-- Opening Marker --

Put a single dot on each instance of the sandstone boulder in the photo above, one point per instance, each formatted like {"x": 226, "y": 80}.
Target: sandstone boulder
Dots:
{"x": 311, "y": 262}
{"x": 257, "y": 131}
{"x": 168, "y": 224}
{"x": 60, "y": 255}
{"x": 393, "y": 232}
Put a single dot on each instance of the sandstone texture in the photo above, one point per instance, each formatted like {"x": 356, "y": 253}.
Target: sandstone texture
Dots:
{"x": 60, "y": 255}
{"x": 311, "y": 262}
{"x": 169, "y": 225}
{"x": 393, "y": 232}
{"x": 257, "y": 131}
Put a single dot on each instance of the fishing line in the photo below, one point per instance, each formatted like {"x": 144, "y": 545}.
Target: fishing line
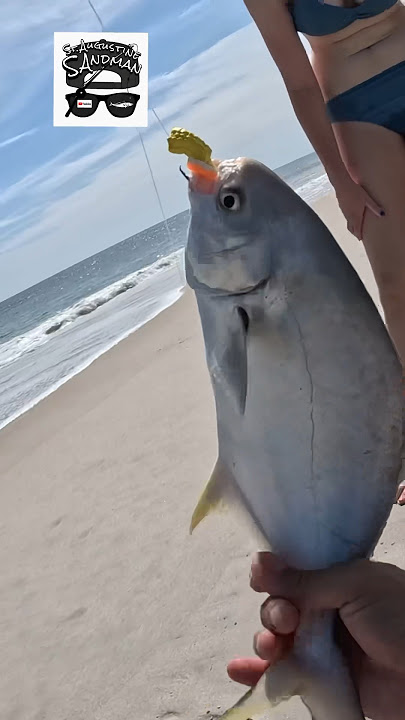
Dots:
{"x": 165, "y": 220}
{"x": 97, "y": 15}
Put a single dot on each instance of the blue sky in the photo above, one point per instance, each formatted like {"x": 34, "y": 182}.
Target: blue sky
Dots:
{"x": 66, "y": 193}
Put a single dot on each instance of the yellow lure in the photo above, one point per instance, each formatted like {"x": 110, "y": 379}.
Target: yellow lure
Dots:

-- Closing Marker --

- EXERCISE REQUIREMENTS
Without the pictures, reproduce every entry exactly as written.

- TASK SOLUTION
Put a single dot on each instance of the sandstone boulder in the photo above, one point per instance, each formatted like {"x": 226, "y": 80}.
Target: sandstone boulder
Dots:
{"x": 311, "y": 262}
{"x": 257, "y": 131}
{"x": 168, "y": 224}
{"x": 60, "y": 255}
{"x": 393, "y": 232}
Put a single dot on each instance of the sandstone texture in the photo above, one point per instance, each formatted like {"x": 356, "y": 253}.
Target: sandstone texture
Dots:
{"x": 60, "y": 255}
{"x": 311, "y": 262}
{"x": 169, "y": 225}
{"x": 393, "y": 232}
{"x": 257, "y": 131}
Put a single dot on each instance of the fishing line in the photo below, one point per instance, each formatted like {"x": 144, "y": 545}.
Target: fishing line
Dots:
{"x": 165, "y": 220}
{"x": 97, "y": 15}
Put a single dot on each instance of the blue sky in the photo above, one point per instance, each formatted like {"x": 34, "y": 182}.
Target: blue sky
Dots:
{"x": 66, "y": 193}
Put a single dot on each instance of the yellow lure in the photo above, one point per instance, each formatted like {"x": 110, "y": 379}.
Target: yellow lure
Dots:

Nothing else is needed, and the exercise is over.